Work order A -
According to the essay by Tej Dhawan, on what date did the author provide a notice of resignation?
Work order B -
Rewrite a portion of the essay by Tej Dhawan, beginning at the words "I’ll quit and" and stopping after "in my stomach.", with "stable job" changed to "steady job".
Work order C -
Continue the essay by Tej Dhawan about leaving salaried employment for business, starting after its final sentence.

━━ Given passage ━━

ESSAY BY TEJ DHAWAN

I’ll quit and go into business for myself when the revenue from my company is 1 1/2 times my salary. This unrealistic goal was the first life metric that led me to quit a stable job obtained at the height of a recession. I’d largely reached my set metric in 28 months of employment. On Jan. 1, 1995, I provided a notice of resignation and walked to the secretary of state’s office with a knot in my stomach.
As an 8-year-old growing up in India, I rented my large collection of comic books in my neighborhood, and in high school sold ads for the newly introduced Yellow Pages. The desire to be in control of my earnings arose from watching my blind grandfather build a business making rattan chairs and wax candles. The entrepreneurial gene inherited from him provided a constant itch as a salaried employee and I started working late into the evening building computers for sale and programming for area companies.
My wife and I sacrificed the symbols of post-college “wealth” to build a business. Eschewing rent for a new home with a 15-year mortgage (instead of 30), we pushed all extra funds to pay it down quicker. We chose to delay our honeymoon, kids, entertainment, restaurants and customary expenses until we were independent or hit age 30. The single car and city buses got us places. Guests to our new home found the main floor devoid of any furniture except the two stools for eating at the kitchen counter. We sought “Financial Independence, Retire Early” (FIRE), before it was an acronym or practice.

━━━
━━ Excerpted records ━━

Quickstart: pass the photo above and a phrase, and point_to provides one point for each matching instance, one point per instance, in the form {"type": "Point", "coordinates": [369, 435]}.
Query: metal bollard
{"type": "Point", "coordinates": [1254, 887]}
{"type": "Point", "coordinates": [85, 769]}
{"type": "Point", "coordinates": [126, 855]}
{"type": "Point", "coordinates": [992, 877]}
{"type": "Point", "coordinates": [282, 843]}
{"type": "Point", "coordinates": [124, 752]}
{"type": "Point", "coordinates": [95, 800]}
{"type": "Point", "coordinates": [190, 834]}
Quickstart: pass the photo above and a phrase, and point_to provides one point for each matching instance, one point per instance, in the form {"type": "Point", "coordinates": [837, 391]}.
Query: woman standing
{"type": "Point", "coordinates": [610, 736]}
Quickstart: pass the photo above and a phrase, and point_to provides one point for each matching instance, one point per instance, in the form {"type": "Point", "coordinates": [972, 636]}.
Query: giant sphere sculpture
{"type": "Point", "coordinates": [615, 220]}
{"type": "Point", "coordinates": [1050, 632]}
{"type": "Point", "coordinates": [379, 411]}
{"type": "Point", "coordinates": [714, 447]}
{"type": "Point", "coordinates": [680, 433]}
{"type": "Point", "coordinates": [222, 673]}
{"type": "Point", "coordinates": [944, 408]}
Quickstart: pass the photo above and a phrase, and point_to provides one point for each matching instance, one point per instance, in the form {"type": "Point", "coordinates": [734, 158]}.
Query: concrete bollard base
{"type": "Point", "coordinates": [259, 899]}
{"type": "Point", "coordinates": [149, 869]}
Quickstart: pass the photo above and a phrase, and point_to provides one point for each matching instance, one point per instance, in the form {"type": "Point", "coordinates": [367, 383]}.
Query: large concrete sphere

━━━

Task result A -
Jan. 1, 1995.

Task result B -
I’ll quit and go into business for myself when the revenue from my company is 1 1/2 times my salary. This unrealistic goal was the first life metric that led me to quit a steady job obtained at the height of a recession. I’d largely reached my set metric in 28 months of employment. On Jan. 1, 1995, I provided a notice of resignation and walked to the secretary of state’s office with a knot in my stomach.

Task result C -
Finally independent, I became the first “tech” employee for Robert Half International and was contracted out to the city’s premier real estate company. In the latter, as I fulfilled my work pulling network cable through offices, I overheard a frustration expressed over a software purchase that wasn’t living up to its promise. They’d licensed software to show pictures of homes for sale, the images rotatable for a 360-degree view. A seemingly simple task today just didn’t seem to work.
They’d acquired many desktop computers of varying speeds from national and local brands, but success eluded them. As a gamer, I felt I knew the problem, but rather than simply tell the solution I offered them a deal — to build and show them a computer to successfully run their software if they would give me the order.
They agreed. I built a computer with off-the-shelf parts and a gamer ready video card, a novelty in the early 1990s. It worked. A minimum viable product (MVP) was in our hands.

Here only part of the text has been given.